Region pointing data:
____________

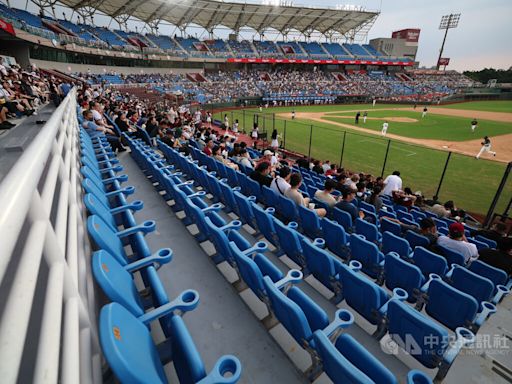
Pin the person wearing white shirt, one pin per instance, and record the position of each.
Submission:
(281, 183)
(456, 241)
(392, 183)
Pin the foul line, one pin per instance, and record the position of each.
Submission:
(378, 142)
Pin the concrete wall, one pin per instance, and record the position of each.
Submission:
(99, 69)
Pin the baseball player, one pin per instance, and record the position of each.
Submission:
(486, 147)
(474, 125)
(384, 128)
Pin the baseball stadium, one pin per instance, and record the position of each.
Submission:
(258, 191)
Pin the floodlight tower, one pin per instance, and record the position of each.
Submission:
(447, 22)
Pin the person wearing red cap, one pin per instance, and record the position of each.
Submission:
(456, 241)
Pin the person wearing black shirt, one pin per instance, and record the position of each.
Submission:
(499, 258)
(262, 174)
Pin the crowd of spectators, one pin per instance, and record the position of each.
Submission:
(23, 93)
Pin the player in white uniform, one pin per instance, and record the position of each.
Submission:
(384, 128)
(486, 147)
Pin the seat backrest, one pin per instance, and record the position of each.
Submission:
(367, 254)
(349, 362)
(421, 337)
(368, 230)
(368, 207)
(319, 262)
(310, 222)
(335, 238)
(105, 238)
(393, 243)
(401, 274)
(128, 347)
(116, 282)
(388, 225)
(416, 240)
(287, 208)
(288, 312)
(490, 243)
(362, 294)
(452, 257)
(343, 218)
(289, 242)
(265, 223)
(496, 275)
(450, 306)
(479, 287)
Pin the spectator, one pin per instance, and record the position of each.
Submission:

____________

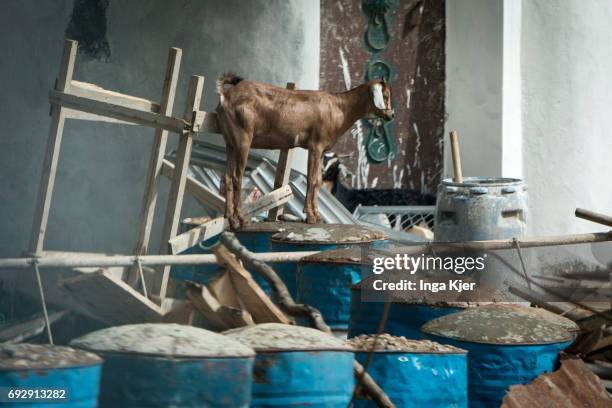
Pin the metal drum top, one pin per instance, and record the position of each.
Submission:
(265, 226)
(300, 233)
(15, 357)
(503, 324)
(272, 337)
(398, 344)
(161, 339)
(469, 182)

____________

> **Required work**
Across all lines of the data above, count those that contain the word "player", giving the number without further comment.

> **Response**
2